## [Task goal]
The full listing below should be printed word for word.

= = = =

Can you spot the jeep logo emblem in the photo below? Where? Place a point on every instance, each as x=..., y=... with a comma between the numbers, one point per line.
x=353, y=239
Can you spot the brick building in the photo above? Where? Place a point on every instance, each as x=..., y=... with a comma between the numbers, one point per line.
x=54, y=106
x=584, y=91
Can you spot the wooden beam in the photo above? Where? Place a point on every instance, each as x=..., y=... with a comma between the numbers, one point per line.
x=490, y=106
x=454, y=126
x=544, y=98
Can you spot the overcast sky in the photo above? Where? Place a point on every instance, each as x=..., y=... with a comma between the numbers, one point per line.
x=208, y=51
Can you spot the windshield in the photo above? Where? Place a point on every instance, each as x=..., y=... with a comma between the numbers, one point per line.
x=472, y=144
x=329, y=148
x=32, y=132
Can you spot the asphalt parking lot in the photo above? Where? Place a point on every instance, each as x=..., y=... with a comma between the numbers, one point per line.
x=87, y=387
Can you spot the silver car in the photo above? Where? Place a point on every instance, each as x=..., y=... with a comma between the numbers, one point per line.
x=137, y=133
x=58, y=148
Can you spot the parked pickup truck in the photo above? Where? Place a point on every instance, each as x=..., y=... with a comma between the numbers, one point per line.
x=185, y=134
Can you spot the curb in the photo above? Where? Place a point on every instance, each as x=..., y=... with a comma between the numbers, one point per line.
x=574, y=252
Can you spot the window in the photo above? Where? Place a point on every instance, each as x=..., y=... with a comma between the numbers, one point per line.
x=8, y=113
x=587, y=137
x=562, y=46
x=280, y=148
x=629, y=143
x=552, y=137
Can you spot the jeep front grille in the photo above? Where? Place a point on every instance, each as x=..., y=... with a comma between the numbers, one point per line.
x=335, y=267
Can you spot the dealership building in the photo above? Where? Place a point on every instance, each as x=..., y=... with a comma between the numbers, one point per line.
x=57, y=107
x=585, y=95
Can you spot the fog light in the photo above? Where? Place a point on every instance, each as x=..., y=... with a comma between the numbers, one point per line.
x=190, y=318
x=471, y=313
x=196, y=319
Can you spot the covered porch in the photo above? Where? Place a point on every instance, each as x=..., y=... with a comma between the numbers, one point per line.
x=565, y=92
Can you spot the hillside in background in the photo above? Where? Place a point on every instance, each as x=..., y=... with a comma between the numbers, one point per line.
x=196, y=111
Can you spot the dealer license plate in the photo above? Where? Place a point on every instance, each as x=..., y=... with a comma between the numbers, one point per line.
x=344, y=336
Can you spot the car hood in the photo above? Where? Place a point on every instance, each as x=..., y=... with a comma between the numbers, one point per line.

= = = =

## [Answer to the exercise]
Can you spot the jeep logo emblem in the photo below? Where? Place a point on every instance, each as x=..., y=... with a comma between the numbers, one point per line.
x=353, y=239
Can you spot the brick building in the photo above? Where? Place a point on every instance, each as x=..., y=... with a comma between the numbers, one point per line.
x=54, y=106
x=584, y=91
Can you spot the wooden beam in the photo above? Where? Place a point on every instance, each as x=..., y=... with a comma between the numbers, one point per line.
x=490, y=106
x=454, y=126
x=544, y=98
Can you spot the overcast sky in the photo above? Where? Place a point on every instance, each as x=..., y=... with a comma between the numbers, one point per line.
x=208, y=51
Can you spot the windshield in the photo above? Where? Place a point on every instance, each as x=..., y=... with a comma between the numbers, one point per line.
x=472, y=144
x=329, y=148
x=32, y=132
Can you spot the asphalt parking lot in the photo above? Where? Place a point on every instance, each as x=..., y=... with a comma between the numbers, one point per line.
x=87, y=387
Can you spot the silver car in the photo above? Where? Place a point on every instance, each as x=..., y=... with a comma between the numbers, one point per line.
x=137, y=133
x=58, y=148
Can you spot the parked pickup truck in the photo above? Where? Place a point on every instance, each as x=..., y=... with a comma between the numbers, one point per line.
x=185, y=134
Can you spot the curb in the photo above? Where? Place a point on every instance, each as x=..., y=... with a comma between the numbers, one point per line.
x=574, y=252
Can you spot the window in the photo above? Where? Place a point on every instance, each as x=..., y=... with a comma between the numbers, one point per line.
x=8, y=113
x=587, y=137
x=562, y=46
x=280, y=148
x=629, y=143
x=552, y=137
Can you spot the jeep front grille in the photo above? Where? Place a point on every instance, each as x=..., y=... with a comma between the numbers, one point per line.
x=335, y=267
Can you spot the dealership building in the photo above? Where? Place a point on every instance, each as x=..., y=... with a comma between the numbers, one point per line.
x=57, y=107
x=585, y=95
Can you spot the fog light in the photo above? Where? Place a point on every instance, each as x=..., y=... with a comma between the numbers, one point per line.
x=190, y=318
x=471, y=313
x=196, y=319
Can you spot the covered porch in the photo above? Where? Place a point on every instance, each as x=..., y=... with a comma between the numbers, one point per line.
x=565, y=92
Can you spot the hillside in background in the photo above? Where? Place a point on every instance, each as x=..., y=... with a comma between the numbers, one point per line.
x=196, y=111
Can you spot the dealer license plate in the photo above? Where? Place a point on every instance, each as x=..., y=... with a comma between the numbers, one point per line.
x=344, y=336
Can you spot the car hood in the photo above? Where? Place a point on every instance, each as x=..., y=... with a comma between the numbers, one point per line.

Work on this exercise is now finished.